[Entries for locating named things]
---*---
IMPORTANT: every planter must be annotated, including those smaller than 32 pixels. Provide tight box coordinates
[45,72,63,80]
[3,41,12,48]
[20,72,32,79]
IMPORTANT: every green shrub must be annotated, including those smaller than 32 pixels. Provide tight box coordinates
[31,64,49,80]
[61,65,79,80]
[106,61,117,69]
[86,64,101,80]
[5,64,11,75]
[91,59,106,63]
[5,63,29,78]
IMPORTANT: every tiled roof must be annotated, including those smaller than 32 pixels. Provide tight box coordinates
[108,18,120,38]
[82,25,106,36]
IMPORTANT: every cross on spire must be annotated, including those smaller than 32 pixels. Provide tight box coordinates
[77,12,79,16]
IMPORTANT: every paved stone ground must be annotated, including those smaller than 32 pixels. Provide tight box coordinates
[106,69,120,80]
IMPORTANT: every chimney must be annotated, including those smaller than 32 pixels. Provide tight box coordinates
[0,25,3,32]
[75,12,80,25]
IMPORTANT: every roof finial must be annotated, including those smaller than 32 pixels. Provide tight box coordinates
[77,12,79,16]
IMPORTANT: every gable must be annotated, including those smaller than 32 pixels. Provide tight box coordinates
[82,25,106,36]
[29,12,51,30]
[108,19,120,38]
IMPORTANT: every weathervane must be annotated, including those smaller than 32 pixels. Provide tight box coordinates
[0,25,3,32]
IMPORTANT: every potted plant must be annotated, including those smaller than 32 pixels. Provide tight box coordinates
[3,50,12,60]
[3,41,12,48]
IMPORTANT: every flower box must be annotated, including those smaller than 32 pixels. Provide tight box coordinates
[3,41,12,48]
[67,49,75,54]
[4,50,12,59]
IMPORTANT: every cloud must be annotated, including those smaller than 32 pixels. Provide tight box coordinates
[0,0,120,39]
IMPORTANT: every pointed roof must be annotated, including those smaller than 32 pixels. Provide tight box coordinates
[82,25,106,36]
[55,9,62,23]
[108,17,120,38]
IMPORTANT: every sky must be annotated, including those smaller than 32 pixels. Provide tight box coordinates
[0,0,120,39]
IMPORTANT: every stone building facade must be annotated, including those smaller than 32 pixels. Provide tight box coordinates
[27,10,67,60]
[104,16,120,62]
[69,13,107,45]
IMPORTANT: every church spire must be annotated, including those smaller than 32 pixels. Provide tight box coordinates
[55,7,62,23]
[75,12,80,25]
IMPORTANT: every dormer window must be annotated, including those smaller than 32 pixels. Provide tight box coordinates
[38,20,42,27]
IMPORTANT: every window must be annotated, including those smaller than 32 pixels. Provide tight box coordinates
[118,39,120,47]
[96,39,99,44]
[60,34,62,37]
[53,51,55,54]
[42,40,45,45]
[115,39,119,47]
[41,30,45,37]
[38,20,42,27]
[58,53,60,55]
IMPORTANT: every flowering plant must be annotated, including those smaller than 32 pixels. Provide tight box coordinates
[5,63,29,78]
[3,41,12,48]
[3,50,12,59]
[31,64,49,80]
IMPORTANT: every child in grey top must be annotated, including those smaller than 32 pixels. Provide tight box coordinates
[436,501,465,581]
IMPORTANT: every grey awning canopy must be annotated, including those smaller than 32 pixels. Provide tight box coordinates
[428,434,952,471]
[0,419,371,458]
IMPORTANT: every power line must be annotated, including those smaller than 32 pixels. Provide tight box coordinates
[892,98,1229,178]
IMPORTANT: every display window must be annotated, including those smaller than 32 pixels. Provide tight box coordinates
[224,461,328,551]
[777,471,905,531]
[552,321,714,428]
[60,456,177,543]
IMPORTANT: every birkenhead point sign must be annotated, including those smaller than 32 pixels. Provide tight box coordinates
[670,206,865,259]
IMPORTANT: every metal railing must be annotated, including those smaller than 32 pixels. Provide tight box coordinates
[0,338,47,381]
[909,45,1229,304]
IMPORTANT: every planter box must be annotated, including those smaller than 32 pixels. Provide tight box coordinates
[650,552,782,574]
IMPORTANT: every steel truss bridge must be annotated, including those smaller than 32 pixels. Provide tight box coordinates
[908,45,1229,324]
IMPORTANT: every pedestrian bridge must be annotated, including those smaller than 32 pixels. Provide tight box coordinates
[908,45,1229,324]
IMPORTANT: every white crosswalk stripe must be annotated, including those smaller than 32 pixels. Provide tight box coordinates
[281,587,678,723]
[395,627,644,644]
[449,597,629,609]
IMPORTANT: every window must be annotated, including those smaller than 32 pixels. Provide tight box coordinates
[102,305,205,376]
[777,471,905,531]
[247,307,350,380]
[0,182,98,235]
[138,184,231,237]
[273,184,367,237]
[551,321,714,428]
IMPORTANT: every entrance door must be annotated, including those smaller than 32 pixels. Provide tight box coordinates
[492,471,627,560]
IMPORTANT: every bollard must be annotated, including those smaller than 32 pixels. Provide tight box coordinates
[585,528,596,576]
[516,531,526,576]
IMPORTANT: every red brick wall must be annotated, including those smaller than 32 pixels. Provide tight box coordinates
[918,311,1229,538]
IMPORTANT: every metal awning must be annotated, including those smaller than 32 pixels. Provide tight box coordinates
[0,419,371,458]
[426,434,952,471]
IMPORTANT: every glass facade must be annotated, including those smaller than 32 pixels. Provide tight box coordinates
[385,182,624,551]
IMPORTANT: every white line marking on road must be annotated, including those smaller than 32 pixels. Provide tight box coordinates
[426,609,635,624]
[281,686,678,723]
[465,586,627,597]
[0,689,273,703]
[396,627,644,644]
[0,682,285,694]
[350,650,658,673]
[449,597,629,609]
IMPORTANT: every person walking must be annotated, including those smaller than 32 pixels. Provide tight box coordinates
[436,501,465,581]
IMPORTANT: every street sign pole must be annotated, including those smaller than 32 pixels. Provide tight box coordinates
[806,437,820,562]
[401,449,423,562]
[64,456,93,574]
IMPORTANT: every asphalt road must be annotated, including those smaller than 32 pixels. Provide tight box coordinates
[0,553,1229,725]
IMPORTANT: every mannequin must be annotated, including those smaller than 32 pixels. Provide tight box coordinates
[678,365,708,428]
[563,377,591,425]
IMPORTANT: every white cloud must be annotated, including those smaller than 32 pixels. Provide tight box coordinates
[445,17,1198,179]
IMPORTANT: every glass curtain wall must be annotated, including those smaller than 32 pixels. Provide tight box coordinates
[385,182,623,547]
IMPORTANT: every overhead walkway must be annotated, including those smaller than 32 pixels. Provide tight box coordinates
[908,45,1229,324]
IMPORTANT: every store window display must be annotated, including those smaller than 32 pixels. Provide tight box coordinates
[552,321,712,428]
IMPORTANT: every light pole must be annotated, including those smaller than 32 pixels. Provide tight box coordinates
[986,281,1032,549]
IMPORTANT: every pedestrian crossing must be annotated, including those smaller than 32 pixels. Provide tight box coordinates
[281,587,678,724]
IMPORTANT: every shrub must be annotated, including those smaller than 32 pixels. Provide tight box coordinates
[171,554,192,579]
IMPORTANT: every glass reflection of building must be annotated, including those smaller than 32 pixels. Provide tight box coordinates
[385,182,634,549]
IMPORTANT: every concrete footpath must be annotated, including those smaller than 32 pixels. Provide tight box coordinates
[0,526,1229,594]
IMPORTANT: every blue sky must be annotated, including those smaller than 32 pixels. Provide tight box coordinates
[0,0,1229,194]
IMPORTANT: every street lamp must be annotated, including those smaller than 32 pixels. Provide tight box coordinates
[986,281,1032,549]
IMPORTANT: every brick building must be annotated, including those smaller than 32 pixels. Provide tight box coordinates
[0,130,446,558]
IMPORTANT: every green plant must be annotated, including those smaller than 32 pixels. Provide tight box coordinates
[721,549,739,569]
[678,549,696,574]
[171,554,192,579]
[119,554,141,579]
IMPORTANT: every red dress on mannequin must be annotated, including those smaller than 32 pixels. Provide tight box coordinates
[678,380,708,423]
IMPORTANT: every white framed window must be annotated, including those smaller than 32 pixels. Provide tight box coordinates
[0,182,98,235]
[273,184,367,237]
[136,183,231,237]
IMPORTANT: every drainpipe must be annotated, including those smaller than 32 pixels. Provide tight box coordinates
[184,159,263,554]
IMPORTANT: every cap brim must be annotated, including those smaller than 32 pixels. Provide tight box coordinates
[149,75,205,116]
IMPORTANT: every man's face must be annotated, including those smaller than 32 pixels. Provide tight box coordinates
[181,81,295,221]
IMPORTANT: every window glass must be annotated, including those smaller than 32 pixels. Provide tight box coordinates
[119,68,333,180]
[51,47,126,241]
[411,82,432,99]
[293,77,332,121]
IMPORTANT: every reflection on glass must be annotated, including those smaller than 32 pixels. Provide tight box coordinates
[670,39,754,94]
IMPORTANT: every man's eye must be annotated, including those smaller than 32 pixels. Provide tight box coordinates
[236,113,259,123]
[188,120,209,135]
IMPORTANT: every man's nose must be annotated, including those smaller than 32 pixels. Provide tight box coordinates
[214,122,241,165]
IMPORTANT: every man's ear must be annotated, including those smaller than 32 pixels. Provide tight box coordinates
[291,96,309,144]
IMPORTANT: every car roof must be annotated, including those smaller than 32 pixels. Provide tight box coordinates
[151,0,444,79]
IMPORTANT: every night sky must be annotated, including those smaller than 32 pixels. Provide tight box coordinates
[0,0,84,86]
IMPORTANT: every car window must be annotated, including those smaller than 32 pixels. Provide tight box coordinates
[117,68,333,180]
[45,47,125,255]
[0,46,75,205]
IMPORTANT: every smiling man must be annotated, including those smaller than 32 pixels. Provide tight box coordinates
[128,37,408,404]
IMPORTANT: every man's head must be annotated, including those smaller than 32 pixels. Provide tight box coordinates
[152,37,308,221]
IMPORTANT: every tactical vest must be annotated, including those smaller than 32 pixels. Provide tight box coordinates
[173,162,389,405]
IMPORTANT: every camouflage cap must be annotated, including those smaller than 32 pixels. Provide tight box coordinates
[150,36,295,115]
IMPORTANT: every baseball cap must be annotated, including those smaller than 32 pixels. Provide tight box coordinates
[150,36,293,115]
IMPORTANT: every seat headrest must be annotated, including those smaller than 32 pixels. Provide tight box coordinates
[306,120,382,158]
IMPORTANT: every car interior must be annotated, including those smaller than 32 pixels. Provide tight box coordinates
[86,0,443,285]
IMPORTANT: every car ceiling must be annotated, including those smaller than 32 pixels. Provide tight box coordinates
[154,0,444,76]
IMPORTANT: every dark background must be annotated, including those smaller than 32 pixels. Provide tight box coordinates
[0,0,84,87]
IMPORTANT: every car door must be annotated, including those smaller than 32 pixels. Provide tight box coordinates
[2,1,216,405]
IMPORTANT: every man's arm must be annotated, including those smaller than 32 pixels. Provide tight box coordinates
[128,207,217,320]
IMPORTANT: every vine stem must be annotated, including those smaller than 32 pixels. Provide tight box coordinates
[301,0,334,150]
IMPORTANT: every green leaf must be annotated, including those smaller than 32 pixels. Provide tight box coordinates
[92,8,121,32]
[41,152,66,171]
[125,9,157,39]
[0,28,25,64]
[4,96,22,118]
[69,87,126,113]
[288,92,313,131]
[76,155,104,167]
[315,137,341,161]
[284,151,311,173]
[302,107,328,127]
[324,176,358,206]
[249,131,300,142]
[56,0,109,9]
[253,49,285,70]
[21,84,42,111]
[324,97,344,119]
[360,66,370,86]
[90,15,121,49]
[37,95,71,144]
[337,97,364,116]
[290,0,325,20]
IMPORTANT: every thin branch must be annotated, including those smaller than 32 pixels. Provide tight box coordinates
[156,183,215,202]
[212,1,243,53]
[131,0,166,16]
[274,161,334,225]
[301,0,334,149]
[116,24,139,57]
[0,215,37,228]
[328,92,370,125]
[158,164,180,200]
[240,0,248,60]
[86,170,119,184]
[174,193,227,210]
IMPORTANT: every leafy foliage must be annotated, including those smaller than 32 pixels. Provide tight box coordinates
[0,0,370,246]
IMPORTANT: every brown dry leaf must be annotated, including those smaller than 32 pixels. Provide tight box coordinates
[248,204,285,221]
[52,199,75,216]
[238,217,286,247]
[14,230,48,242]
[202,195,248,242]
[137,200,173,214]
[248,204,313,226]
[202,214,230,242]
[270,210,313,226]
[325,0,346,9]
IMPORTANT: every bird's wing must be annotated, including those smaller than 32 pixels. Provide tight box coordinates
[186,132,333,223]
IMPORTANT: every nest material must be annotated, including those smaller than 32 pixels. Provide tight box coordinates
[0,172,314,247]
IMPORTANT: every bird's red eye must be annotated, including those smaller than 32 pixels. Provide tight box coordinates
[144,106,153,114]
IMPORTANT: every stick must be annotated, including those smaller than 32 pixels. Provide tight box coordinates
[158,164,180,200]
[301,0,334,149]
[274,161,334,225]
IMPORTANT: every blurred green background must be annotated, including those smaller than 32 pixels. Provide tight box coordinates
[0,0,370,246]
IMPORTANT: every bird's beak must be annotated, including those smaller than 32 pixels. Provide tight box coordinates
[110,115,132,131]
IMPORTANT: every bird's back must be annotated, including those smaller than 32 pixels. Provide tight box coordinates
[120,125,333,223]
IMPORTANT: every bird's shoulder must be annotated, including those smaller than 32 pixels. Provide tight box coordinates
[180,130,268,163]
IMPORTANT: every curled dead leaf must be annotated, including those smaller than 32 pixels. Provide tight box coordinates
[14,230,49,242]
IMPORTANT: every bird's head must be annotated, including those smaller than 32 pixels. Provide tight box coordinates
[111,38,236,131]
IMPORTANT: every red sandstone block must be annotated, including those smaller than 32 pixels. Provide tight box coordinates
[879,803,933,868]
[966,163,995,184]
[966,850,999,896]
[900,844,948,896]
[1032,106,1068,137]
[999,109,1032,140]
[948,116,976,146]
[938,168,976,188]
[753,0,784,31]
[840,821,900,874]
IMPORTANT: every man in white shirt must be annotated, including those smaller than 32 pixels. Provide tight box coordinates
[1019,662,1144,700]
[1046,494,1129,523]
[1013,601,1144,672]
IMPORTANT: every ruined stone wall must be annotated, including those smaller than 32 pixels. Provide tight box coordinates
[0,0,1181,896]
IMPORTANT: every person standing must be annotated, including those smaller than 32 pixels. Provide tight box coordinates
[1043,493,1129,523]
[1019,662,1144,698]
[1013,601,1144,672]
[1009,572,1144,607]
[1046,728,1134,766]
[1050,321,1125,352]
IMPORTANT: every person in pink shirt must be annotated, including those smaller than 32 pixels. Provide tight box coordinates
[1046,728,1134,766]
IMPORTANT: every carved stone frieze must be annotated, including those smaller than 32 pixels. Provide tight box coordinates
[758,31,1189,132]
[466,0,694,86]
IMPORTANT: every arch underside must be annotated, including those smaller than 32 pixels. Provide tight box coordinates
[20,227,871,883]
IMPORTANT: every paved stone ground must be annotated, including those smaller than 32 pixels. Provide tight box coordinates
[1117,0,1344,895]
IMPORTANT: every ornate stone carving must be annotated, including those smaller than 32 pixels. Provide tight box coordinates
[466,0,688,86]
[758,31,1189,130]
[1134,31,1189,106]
---*---
◆ **WHAT IS REQUIRED**
Can you reproduce the items word for word, starting at their first line and stopping after the line that contains "[20,72,32,79]"?

◆ **RESULT FOR THIS EXERCISE**
IMPORTANT: every planter must be annotated, including those smaller than 32 pixels. Provide tight box coordinates
[45,72,63,80]
[3,41,12,48]
[20,72,32,79]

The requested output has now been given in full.